* Begin RECORDS *
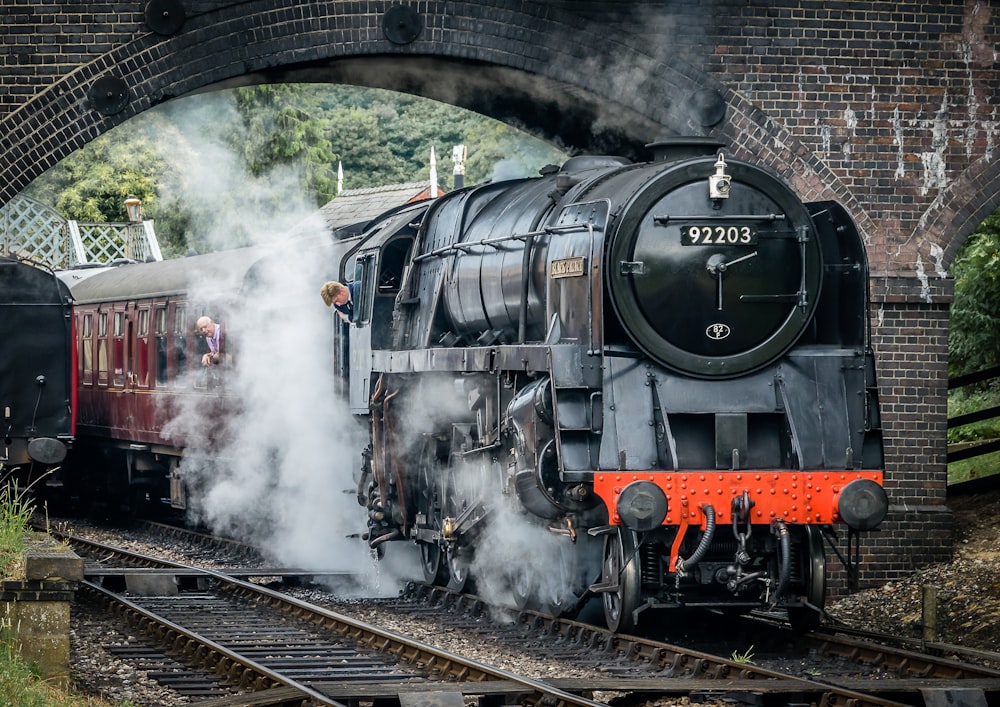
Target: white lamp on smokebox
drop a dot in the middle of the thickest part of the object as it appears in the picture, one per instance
(133, 205)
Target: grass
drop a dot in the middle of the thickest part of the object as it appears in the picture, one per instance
(20, 683)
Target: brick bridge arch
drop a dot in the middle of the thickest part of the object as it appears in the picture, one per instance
(887, 108)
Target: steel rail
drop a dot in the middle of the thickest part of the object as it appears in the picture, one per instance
(450, 665)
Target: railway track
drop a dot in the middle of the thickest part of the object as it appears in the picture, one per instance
(629, 664)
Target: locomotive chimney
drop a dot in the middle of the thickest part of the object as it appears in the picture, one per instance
(684, 147)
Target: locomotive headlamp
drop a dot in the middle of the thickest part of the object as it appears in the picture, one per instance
(718, 183)
(862, 504)
(134, 208)
(642, 505)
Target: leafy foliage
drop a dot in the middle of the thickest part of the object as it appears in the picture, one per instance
(975, 312)
(211, 169)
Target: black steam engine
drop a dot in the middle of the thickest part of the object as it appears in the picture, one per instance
(37, 381)
(666, 365)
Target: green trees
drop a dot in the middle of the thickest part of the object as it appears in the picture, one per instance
(974, 342)
(214, 170)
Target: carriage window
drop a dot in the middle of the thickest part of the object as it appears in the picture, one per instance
(102, 348)
(160, 333)
(87, 348)
(118, 350)
(180, 339)
(142, 349)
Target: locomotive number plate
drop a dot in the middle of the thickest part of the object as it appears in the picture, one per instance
(722, 234)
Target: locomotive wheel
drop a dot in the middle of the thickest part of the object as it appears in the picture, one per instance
(428, 504)
(621, 566)
(807, 618)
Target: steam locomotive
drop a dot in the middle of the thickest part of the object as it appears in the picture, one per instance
(665, 364)
(37, 384)
(662, 371)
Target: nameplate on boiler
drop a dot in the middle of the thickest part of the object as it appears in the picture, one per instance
(568, 267)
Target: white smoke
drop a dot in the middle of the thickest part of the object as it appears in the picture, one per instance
(280, 470)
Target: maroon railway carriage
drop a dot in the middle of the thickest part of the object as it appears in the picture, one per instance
(139, 362)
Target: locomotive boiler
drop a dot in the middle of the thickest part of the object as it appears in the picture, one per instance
(664, 365)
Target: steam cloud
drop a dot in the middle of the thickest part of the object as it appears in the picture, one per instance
(281, 472)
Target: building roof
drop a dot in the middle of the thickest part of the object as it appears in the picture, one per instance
(358, 206)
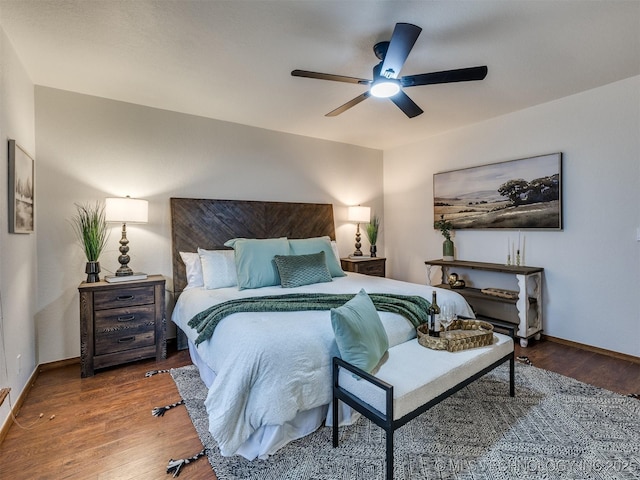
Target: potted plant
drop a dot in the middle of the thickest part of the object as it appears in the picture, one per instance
(445, 228)
(372, 233)
(90, 227)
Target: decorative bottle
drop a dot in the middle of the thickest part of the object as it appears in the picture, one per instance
(434, 317)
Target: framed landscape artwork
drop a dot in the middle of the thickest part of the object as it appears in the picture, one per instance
(21, 190)
(517, 194)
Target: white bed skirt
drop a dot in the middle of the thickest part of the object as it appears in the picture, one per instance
(270, 438)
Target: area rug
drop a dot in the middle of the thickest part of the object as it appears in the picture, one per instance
(554, 428)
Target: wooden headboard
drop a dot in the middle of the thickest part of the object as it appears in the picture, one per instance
(209, 224)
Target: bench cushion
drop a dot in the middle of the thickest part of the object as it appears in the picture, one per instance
(419, 374)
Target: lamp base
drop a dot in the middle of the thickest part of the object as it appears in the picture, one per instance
(124, 271)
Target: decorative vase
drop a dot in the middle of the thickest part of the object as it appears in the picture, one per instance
(447, 250)
(93, 272)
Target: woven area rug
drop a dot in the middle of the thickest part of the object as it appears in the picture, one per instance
(555, 428)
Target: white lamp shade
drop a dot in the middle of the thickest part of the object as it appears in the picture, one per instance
(126, 210)
(359, 214)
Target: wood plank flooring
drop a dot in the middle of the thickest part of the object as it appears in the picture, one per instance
(103, 428)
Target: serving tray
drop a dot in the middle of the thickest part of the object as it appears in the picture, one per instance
(461, 335)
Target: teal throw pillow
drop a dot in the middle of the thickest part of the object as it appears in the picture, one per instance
(255, 267)
(298, 270)
(305, 246)
(359, 333)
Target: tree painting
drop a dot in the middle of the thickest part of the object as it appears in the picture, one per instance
(523, 193)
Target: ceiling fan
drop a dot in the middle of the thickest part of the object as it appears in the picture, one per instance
(386, 83)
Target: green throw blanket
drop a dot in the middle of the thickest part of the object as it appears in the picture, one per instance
(412, 307)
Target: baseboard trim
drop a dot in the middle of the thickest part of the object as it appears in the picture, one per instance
(15, 408)
(589, 348)
(44, 367)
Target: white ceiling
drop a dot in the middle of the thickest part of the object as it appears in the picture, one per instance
(231, 60)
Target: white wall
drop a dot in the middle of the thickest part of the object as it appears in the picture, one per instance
(18, 252)
(592, 267)
(90, 148)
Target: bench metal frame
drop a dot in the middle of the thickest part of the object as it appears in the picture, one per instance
(385, 420)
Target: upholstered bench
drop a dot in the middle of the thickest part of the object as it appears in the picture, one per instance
(411, 380)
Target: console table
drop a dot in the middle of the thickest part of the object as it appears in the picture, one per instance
(527, 314)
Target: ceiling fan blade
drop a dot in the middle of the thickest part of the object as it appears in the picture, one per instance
(329, 76)
(405, 104)
(349, 104)
(447, 76)
(402, 41)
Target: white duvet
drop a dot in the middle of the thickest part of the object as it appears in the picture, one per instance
(271, 366)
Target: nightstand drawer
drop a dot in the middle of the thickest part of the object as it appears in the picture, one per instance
(372, 268)
(123, 297)
(121, 329)
(129, 339)
(116, 319)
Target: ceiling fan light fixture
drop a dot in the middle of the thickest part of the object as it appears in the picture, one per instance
(385, 88)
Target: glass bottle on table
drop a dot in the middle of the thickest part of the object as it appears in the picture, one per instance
(434, 316)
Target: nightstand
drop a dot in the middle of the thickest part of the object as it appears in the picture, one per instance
(121, 322)
(374, 266)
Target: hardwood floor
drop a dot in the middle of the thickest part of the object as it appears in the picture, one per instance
(103, 427)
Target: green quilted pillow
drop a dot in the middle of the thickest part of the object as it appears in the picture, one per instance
(360, 336)
(298, 270)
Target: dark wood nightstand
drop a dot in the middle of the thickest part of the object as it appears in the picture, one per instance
(374, 266)
(121, 322)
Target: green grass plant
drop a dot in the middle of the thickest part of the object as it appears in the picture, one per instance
(90, 227)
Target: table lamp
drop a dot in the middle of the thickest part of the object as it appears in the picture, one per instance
(359, 215)
(126, 210)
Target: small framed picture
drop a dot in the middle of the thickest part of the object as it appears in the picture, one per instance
(21, 190)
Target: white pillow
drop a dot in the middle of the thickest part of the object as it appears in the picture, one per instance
(194, 269)
(218, 268)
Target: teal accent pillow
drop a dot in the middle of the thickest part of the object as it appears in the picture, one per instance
(306, 246)
(359, 333)
(298, 270)
(255, 267)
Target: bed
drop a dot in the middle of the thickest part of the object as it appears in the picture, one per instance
(268, 374)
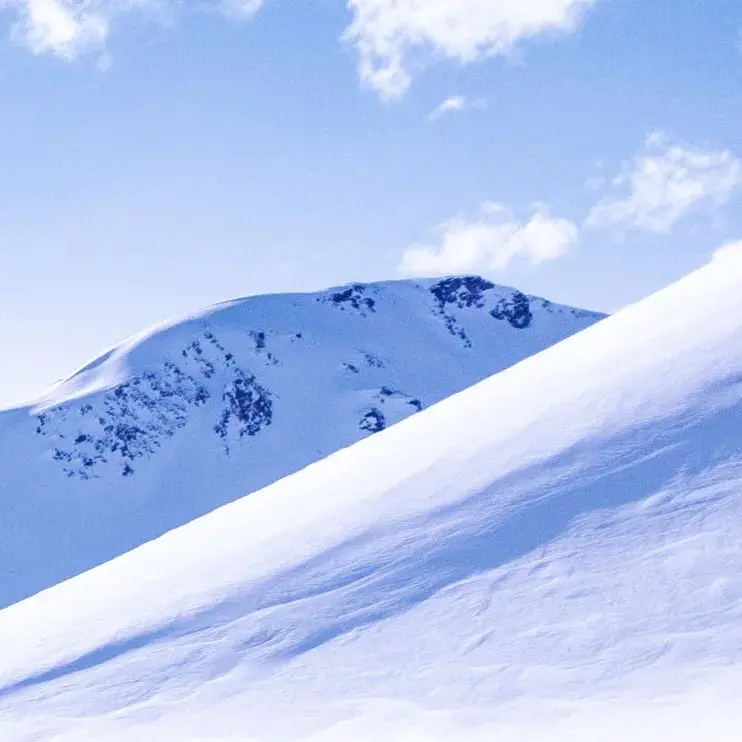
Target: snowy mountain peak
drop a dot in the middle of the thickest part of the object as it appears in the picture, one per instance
(195, 413)
(561, 539)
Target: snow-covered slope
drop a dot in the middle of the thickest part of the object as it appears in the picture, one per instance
(193, 415)
(552, 554)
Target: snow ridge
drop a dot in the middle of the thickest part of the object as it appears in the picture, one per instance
(191, 415)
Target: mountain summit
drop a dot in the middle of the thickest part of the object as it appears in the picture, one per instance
(554, 546)
(195, 414)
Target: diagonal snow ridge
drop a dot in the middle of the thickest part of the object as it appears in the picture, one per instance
(552, 548)
(198, 412)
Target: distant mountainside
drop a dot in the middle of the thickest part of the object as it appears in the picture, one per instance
(552, 554)
(189, 416)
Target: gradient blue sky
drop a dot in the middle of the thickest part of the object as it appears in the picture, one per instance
(180, 156)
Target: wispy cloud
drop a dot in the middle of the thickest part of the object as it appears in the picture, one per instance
(663, 184)
(62, 28)
(387, 33)
(456, 103)
(491, 241)
(72, 28)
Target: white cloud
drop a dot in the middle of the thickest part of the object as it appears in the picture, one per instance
(60, 27)
(71, 28)
(491, 242)
(387, 33)
(664, 183)
(731, 250)
(454, 104)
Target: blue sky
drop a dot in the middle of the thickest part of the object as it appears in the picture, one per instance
(155, 158)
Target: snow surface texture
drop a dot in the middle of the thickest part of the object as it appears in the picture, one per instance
(191, 416)
(553, 554)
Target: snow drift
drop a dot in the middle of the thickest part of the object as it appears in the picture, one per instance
(553, 550)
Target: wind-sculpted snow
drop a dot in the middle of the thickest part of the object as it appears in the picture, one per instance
(553, 547)
(195, 414)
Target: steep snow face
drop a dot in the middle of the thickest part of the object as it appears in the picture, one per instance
(188, 417)
(551, 554)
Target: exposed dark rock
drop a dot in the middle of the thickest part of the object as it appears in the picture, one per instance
(516, 309)
(354, 297)
(373, 421)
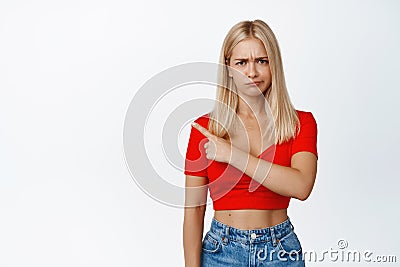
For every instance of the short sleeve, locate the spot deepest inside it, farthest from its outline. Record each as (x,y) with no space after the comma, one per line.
(196,162)
(306,140)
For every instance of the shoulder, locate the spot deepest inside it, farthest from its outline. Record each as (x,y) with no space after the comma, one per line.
(203,120)
(305,117)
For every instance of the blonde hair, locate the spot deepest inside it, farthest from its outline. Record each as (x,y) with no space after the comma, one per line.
(223,116)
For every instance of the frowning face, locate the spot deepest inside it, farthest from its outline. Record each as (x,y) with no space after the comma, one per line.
(249,58)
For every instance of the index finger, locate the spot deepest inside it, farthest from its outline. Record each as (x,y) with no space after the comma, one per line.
(203,130)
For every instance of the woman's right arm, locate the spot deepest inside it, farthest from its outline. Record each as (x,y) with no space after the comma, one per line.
(193,223)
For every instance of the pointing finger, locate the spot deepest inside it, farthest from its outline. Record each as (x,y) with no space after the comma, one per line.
(203,130)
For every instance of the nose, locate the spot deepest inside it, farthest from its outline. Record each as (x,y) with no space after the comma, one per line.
(251,69)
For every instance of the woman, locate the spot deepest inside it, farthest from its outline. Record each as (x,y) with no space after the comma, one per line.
(250,168)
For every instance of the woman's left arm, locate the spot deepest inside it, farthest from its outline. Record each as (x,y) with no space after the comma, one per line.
(295,181)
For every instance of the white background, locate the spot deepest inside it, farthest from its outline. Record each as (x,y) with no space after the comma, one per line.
(68,71)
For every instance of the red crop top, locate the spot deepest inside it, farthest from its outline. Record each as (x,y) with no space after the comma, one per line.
(229,187)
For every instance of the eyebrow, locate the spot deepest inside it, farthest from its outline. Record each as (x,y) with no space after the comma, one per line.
(245,59)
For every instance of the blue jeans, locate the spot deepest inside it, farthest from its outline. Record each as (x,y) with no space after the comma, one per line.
(278,245)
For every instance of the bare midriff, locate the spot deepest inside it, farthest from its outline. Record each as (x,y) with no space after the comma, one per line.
(251,219)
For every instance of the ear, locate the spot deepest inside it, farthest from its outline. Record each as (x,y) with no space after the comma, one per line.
(228,69)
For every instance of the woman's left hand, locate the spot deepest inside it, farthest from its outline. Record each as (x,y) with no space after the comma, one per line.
(217,148)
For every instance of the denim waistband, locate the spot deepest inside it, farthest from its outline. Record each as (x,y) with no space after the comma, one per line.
(273,233)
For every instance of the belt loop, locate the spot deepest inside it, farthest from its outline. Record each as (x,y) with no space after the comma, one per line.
(225,239)
(273,236)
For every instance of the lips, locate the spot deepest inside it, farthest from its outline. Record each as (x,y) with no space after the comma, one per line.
(254,83)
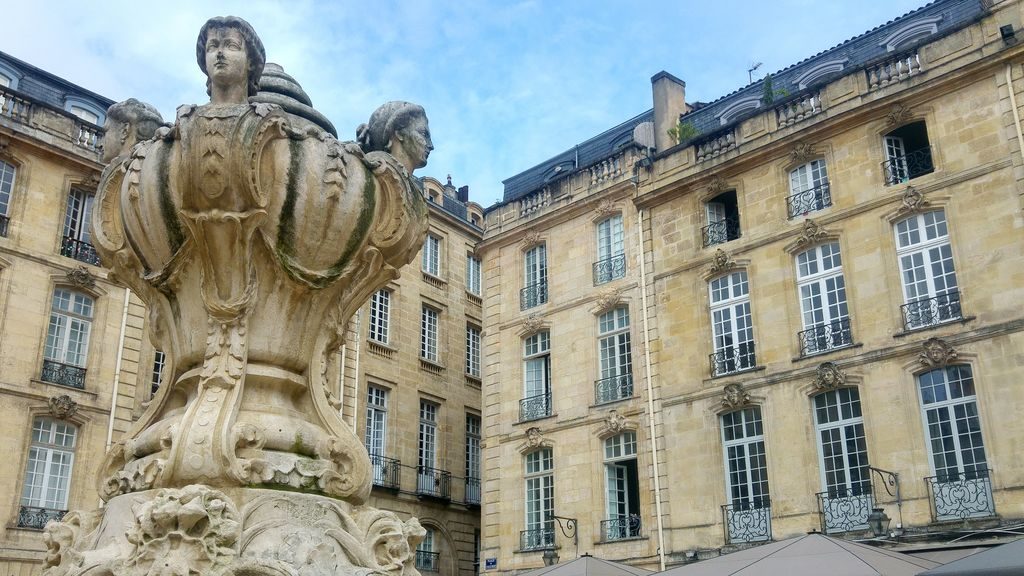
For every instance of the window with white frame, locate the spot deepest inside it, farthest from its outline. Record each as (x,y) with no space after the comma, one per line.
(537,377)
(47,475)
(380,316)
(808,189)
(473,351)
(822,299)
(432,255)
(926,260)
(732,331)
(610,262)
(428,334)
(535,291)
(622,488)
(540,500)
(615,356)
(473,275)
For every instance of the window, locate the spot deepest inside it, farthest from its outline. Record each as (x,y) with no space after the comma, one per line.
* End RECORDS *
▶ WHAT YOU SHOULD DO: Begin with the line that contains "For every instance of the belt" and repeat every line through the end of the data, exactly and only those lines, leaving out the pictures.

▶ FULL ANSWER:
For every instance of the belt loop, locate the spot deepest inside it, farthest from its outline. Record each as (x,y) with no space after the comma, one per line.
(225,239)
(273,236)
For every instance of the lips, locate the spot deepest inside it, farthest from its outline. Record each as (x,y) with no space after the comma, one per line.
(254,83)
For every instance of the window with white frame, locate the spot deepest inside it, farthest from its outline. Record each as (x,y) with no space after the comma, one per line.
(537,377)
(47,475)
(380,316)
(808,189)
(473,351)
(822,299)
(432,255)
(926,260)
(732,331)
(610,262)
(428,334)
(535,291)
(622,488)
(540,500)
(615,356)
(473,275)
For every instance of the window, locate the spot deepest inside it, farthest from its outline. Record each as (x,y) with no space after the comma, one per line.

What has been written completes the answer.